### Selected extract

Segment Open

The last time we saw Ruben Loftus-Cheek on a football pitch in England it was away at Leicester City. Chelsea go to the King Power on Saturday afternoon still without a man they are keen to welcome back.
A return to training after eight months out injured has whet the appetite to see the England international back in club colours. The match against Leicester serves as a reminder that last year he was the second go-to player in the Chelsea squad after Eden Hazard.
Maurizio Sarri finally caved into pressure to give Loftus-Cheek and fellow academy graduate Callum Hudson-Odoi regular Premier League starts against Brighton on April 3. The duo had been banging down the door for starts with good form in the Europa League and domestic cups.
They repaid that faith; for Loftus-Cheek it was the first time a manager had trusted him to be a regular starter after waiting so patiently under a host of other bosses.

Segment Closed

### Raw data
Segment Open

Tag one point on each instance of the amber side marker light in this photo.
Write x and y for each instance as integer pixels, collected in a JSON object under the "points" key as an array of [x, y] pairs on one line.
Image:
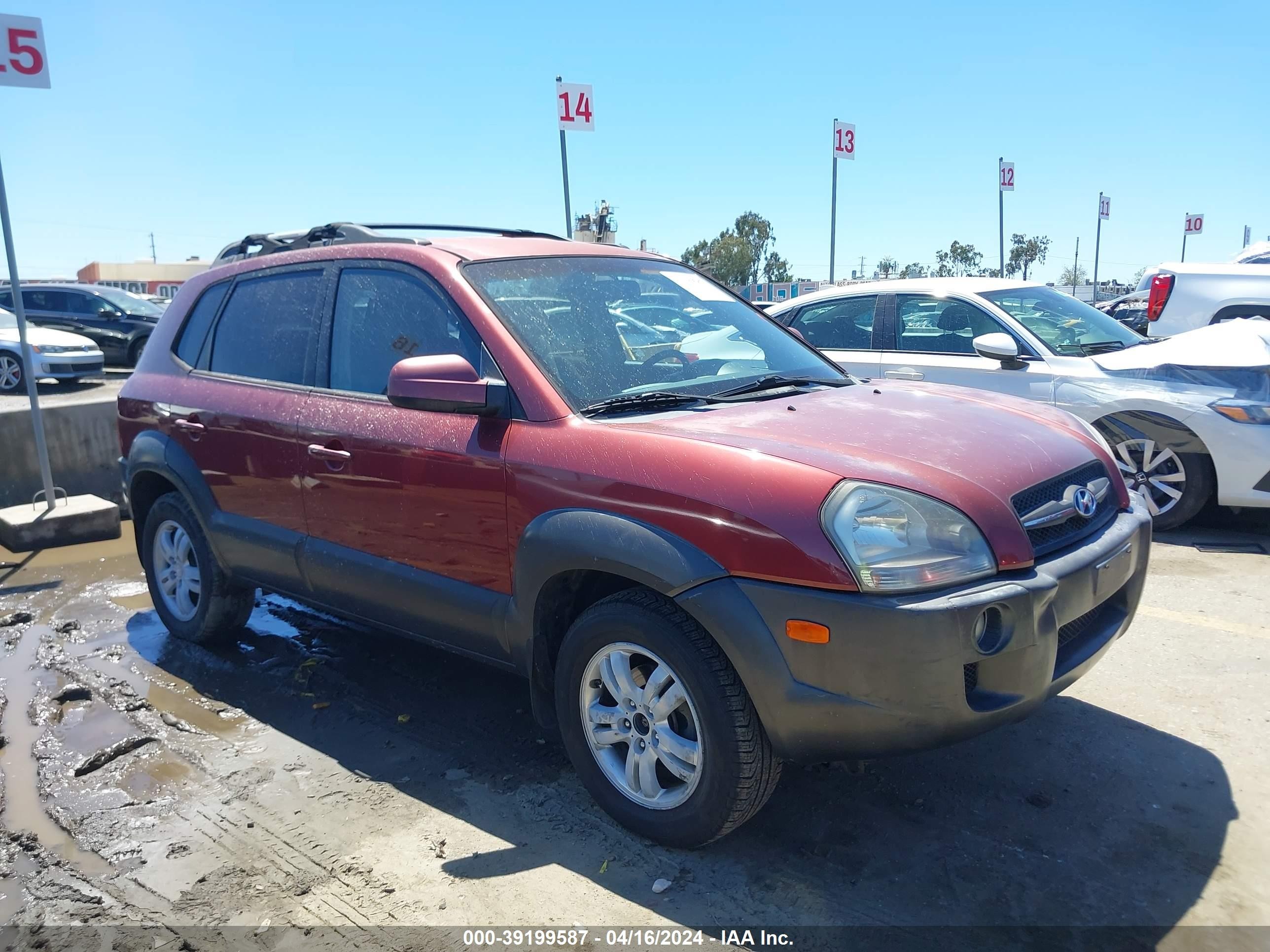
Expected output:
{"points": [[807, 631]]}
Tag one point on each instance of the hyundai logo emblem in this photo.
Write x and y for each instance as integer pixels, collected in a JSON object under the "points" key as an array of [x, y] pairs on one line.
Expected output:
{"points": [[1085, 502]]}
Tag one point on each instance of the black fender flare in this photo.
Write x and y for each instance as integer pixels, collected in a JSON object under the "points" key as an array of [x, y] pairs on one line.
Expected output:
{"points": [[157, 452], [579, 540], [1147, 424]]}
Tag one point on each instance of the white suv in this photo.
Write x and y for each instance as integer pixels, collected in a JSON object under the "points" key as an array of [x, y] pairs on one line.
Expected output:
{"points": [[1188, 417]]}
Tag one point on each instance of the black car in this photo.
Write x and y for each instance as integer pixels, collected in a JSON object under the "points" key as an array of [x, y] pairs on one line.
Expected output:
{"points": [[117, 322], [1130, 310]]}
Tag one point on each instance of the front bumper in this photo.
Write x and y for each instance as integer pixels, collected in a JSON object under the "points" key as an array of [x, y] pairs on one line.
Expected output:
{"points": [[903, 673], [67, 366]]}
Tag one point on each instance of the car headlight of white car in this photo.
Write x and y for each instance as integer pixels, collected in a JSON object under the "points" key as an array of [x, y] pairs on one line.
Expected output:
{"points": [[1244, 410], [898, 541]]}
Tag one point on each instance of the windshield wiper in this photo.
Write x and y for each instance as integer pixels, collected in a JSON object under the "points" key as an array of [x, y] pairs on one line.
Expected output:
{"points": [[624, 403], [774, 381]]}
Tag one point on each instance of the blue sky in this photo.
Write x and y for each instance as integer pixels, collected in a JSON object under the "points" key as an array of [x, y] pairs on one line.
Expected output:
{"points": [[206, 122]]}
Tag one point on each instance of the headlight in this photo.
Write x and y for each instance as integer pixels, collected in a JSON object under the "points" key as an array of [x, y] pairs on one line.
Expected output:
{"points": [[1242, 410], [900, 541]]}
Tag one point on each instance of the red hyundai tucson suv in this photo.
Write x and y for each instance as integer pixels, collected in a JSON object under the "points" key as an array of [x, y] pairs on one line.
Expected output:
{"points": [[703, 565]]}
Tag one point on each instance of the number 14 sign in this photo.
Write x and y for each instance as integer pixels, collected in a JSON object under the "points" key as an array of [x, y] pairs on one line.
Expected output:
{"points": [[22, 52], [573, 107]]}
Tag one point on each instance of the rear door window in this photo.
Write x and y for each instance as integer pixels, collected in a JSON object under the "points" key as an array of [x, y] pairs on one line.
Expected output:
{"points": [[268, 328], [840, 325], [195, 332]]}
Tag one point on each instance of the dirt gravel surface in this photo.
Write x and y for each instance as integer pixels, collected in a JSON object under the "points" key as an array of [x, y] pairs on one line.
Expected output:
{"points": [[320, 776]]}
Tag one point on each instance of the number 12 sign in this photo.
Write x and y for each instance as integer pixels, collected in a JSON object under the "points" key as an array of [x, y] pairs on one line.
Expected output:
{"points": [[573, 107], [22, 52], [844, 140]]}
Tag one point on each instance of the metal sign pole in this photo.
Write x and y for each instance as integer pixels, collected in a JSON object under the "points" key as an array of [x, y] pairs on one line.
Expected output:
{"points": [[564, 172], [1001, 219], [1097, 245], [37, 422], [834, 212]]}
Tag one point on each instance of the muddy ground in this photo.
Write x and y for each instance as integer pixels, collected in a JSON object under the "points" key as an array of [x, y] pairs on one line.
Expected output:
{"points": [[322, 776]]}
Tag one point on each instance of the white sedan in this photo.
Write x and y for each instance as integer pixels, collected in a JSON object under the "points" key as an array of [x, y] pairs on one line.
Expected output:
{"points": [[55, 354], [1188, 418]]}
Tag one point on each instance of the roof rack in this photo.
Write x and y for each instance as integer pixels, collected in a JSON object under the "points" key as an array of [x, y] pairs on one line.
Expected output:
{"points": [[350, 234]]}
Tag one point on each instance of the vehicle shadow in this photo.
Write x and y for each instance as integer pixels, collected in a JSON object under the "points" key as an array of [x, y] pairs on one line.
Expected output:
{"points": [[1076, 816]]}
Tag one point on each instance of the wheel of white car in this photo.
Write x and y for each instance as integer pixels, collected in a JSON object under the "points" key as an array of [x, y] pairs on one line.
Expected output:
{"points": [[1175, 485], [10, 373]]}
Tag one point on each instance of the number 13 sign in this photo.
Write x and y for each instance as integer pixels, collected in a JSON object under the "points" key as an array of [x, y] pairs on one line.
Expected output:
{"points": [[844, 140], [22, 52], [573, 107]]}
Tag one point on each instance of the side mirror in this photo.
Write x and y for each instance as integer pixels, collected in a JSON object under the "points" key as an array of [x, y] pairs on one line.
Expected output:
{"points": [[999, 347], [445, 384]]}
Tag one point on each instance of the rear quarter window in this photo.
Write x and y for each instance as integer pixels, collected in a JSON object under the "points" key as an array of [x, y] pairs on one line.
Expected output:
{"points": [[200, 320]]}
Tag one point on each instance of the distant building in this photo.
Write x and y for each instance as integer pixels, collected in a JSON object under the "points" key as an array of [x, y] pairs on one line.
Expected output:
{"points": [[779, 290], [142, 277]]}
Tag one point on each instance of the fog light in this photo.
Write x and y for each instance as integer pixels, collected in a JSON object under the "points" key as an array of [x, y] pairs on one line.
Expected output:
{"points": [[989, 631]]}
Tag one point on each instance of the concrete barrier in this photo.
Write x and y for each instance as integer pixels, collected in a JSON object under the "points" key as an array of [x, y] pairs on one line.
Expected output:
{"points": [[83, 451]]}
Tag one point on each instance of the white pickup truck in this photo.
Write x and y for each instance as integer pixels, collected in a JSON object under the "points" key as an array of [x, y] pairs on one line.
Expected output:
{"points": [[1188, 296]]}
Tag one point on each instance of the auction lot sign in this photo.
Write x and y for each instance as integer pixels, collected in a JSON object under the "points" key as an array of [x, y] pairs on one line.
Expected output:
{"points": [[22, 59]]}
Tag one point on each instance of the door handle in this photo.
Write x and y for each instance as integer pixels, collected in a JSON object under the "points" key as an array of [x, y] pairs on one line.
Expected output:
{"points": [[322, 452]]}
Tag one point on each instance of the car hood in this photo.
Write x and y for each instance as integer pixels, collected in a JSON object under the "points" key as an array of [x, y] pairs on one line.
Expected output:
{"points": [[47, 336], [968, 448], [1240, 343]]}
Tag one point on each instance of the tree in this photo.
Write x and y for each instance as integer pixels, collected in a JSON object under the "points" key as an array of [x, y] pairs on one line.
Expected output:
{"points": [[1074, 274], [756, 232], [958, 261], [1024, 252], [776, 268]]}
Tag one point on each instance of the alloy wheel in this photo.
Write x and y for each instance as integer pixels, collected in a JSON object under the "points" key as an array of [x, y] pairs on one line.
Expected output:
{"points": [[176, 569], [1156, 473], [642, 725], [10, 373]]}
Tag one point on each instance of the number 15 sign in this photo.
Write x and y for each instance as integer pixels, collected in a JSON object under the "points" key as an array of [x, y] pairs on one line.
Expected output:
{"points": [[573, 107], [22, 52]]}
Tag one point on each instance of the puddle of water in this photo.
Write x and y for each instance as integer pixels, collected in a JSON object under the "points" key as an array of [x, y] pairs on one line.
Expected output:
{"points": [[23, 809], [148, 780], [10, 886]]}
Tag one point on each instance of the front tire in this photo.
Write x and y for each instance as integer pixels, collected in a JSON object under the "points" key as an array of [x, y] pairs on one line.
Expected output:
{"points": [[10, 374], [657, 723], [195, 598], [1176, 485]]}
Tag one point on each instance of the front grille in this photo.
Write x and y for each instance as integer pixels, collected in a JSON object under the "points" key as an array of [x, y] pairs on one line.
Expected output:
{"points": [[1047, 539], [971, 676], [75, 367]]}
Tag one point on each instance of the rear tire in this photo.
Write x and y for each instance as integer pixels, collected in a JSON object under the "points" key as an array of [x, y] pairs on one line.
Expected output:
{"points": [[178, 560], [735, 770]]}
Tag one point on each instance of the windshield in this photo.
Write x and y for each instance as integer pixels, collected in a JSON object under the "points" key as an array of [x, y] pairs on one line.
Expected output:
{"points": [[130, 303], [605, 328], [1066, 325]]}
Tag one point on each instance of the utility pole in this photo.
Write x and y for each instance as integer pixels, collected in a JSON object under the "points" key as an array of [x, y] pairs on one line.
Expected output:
{"points": [[1076, 266]]}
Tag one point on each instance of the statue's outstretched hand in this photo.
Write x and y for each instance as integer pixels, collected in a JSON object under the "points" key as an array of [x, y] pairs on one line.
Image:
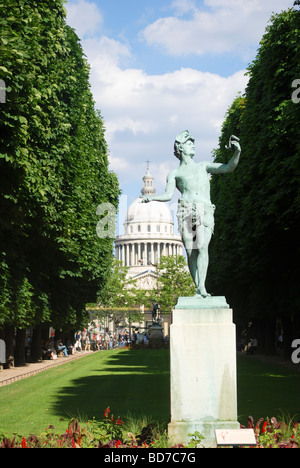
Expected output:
{"points": [[146, 199]]}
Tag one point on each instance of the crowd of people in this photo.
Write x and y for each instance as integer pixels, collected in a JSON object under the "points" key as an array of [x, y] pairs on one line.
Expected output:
{"points": [[87, 341]]}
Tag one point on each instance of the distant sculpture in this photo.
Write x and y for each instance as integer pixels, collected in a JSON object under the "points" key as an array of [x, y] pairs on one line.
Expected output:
{"points": [[195, 210]]}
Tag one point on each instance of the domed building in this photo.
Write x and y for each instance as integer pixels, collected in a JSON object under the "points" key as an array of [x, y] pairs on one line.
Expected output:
{"points": [[148, 235]]}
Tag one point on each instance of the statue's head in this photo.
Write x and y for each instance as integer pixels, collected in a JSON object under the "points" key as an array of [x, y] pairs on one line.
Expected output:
{"points": [[181, 139]]}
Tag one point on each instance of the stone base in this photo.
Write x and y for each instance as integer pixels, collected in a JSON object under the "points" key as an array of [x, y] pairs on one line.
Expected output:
{"points": [[203, 369]]}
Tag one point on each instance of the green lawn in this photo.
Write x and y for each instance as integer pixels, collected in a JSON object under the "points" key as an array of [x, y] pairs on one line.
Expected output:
{"points": [[135, 382]]}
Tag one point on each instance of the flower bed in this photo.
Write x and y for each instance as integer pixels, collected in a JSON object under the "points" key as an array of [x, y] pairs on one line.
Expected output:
{"points": [[111, 432]]}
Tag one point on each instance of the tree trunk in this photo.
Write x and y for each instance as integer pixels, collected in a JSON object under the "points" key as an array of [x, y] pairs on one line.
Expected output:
{"points": [[20, 348], [9, 342], [36, 350]]}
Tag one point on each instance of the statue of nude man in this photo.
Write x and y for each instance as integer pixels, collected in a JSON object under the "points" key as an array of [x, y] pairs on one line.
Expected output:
{"points": [[195, 210]]}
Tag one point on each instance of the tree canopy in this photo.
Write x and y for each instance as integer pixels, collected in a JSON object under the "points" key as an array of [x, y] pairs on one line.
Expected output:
{"points": [[53, 171], [255, 250]]}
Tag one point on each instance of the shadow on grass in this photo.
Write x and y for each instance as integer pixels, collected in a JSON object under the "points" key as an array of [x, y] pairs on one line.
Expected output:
{"points": [[135, 382], [266, 390]]}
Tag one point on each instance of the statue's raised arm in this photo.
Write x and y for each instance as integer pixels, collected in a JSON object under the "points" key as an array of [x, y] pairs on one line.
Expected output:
{"points": [[195, 209]]}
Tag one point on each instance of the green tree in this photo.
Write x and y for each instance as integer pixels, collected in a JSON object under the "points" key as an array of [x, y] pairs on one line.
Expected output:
{"points": [[53, 171], [258, 210]]}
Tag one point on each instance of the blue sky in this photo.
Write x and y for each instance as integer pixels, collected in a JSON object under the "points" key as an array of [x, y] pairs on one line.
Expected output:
{"points": [[159, 67]]}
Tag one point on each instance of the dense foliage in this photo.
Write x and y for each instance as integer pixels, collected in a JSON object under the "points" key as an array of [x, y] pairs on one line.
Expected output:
{"points": [[53, 171], [255, 251]]}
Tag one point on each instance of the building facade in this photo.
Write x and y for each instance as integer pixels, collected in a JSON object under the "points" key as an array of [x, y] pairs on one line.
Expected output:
{"points": [[148, 235]]}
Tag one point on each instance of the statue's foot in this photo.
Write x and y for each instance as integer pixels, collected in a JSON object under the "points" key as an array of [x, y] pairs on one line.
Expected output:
{"points": [[202, 292]]}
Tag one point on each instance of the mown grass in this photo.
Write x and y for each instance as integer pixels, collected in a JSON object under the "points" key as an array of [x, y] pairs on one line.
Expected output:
{"points": [[134, 383]]}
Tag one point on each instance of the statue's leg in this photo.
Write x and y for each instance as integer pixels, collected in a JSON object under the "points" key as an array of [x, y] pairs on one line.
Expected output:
{"points": [[204, 238]]}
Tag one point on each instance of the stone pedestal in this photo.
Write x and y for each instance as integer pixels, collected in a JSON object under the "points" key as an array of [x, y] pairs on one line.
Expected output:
{"points": [[203, 369]]}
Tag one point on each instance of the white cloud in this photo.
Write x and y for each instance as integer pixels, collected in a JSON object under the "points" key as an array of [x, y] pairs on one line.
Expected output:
{"points": [[143, 113], [217, 27], [84, 17]]}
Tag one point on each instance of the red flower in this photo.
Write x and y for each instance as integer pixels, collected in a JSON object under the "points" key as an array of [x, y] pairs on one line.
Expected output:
{"points": [[264, 429], [24, 443]]}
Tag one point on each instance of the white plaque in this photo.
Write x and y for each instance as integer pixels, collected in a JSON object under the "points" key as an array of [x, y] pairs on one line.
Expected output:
{"points": [[235, 437]]}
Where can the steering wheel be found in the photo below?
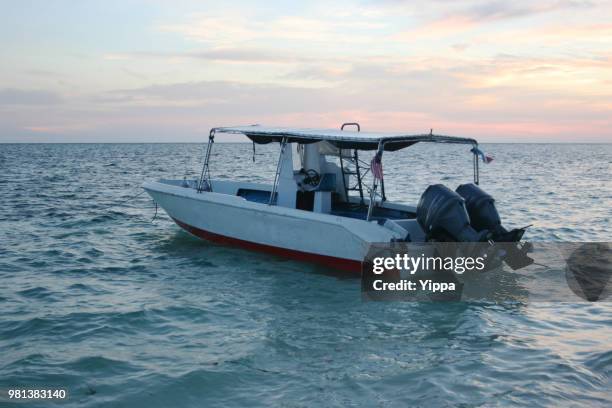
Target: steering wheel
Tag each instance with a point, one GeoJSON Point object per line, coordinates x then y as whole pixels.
{"type": "Point", "coordinates": [312, 178]}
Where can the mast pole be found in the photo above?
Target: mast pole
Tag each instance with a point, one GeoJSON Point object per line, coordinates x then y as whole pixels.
{"type": "Point", "coordinates": [278, 170]}
{"type": "Point", "coordinates": [374, 183]}
{"type": "Point", "coordinates": [205, 184]}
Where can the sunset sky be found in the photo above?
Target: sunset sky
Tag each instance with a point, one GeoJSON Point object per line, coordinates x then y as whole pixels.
{"type": "Point", "coordinates": [163, 71]}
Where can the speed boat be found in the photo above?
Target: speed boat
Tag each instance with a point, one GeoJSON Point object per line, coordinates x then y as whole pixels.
{"type": "Point", "coordinates": [327, 205]}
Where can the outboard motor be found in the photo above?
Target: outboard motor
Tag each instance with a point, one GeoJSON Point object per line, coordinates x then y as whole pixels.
{"type": "Point", "coordinates": [483, 214]}
{"type": "Point", "coordinates": [442, 214]}
{"type": "Point", "coordinates": [484, 217]}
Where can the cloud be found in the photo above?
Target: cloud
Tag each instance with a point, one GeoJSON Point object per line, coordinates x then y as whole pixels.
{"type": "Point", "coordinates": [13, 96]}
{"type": "Point", "coordinates": [231, 55]}
{"type": "Point", "coordinates": [502, 10]}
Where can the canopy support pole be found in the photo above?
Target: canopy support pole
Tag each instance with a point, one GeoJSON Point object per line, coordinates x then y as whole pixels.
{"type": "Point", "coordinates": [205, 183]}
{"type": "Point", "coordinates": [374, 184]}
{"type": "Point", "coordinates": [476, 169]}
{"type": "Point", "coordinates": [358, 171]}
{"type": "Point", "coordinates": [278, 170]}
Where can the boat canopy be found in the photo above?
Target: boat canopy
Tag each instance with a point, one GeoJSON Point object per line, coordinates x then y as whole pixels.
{"type": "Point", "coordinates": [339, 138]}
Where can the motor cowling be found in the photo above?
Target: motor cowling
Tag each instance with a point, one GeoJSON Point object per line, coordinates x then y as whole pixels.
{"type": "Point", "coordinates": [442, 214]}
{"type": "Point", "coordinates": [483, 214]}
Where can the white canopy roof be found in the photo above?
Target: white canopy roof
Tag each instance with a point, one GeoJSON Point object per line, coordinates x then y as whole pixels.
{"type": "Point", "coordinates": [341, 138]}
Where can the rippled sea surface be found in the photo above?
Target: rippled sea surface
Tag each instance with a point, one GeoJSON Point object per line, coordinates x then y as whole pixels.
{"type": "Point", "coordinates": [120, 310]}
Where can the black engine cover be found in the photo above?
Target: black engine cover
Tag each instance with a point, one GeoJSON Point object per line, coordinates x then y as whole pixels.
{"type": "Point", "coordinates": [442, 214]}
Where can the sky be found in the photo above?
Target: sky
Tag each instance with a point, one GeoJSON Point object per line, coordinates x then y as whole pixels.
{"type": "Point", "coordinates": [168, 71]}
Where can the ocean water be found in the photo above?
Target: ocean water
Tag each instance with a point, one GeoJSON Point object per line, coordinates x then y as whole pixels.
{"type": "Point", "coordinates": [123, 310]}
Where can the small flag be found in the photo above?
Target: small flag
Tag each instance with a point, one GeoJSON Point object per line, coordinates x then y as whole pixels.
{"type": "Point", "coordinates": [485, 157]}
{"type": "Point", "coordinates": [376, 167]}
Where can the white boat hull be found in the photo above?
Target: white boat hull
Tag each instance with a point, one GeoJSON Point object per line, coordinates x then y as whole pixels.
{"type": "Point", "coordinates": [335, 241]}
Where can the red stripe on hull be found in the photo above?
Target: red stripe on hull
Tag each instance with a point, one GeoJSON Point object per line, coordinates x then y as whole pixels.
{"type": "Point", "coordinates": [333, 262]}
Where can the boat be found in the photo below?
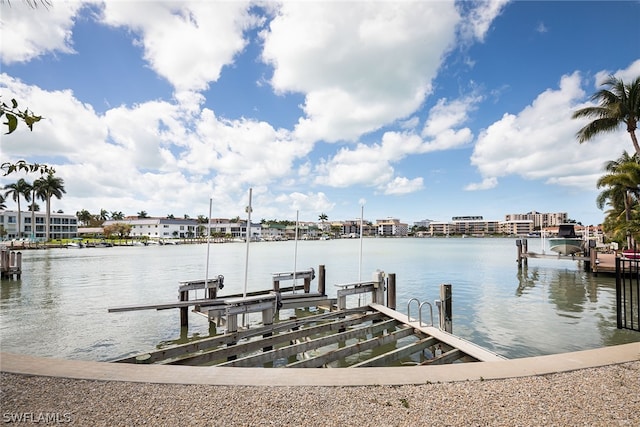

Segment Closed

### Tasks and exercises
[a] In the passage on Ruben Loftus-Cheek, which two academy graduates did Maurizio Sarri give Premier League starts against Brighton on April 3?
[b] Extend the passage on Ruben Loftus-Cheek with new prose that follows on from its final sentence.
The rows were taken from a different source than the passage on Ruben Loftus-Cheek.

### Written responses
[a] Ruben Loftus-Cheek and Callum Hudson-Odoi.

[b]
Finally in the first team, he immediately demonstrated his best traits. His height allows him to dominate the centre of the park but there is also the speed, which is less obvious, as well as his brilliant touch and technique, which make him hard to play against.
Even with all his talent, Loftus-Cheek has struggled to find his identity as a player with different managers using him in a different positions. He has been a striker, winger, No.10, No.8 and a defensive midfielder.
A run of regular appearances last season showed what he could do. Ten goals and five assists in 40 games last season showed that Loftus-Cheek was a serious goal threat after playing in the No.8 position and as a winger last season.
All the while, Frank Lampard was watching from afar while trying to get Derby County promoted from the Championship.
It was as a No.8 where he really excelled and, of those 40 appearances, there were 23 from the bench. Only in eight games did he complete 90 minutes.
It was the year when Loftus-Cheek really learned how to dominate using his size. Later in the season, his work with the club physios - and yoga - helped overcome back problems that had hindered his development. Unluckily, a freak Achilles tendon rupture on a poor pitch in a post-season friendly has further derailed his career.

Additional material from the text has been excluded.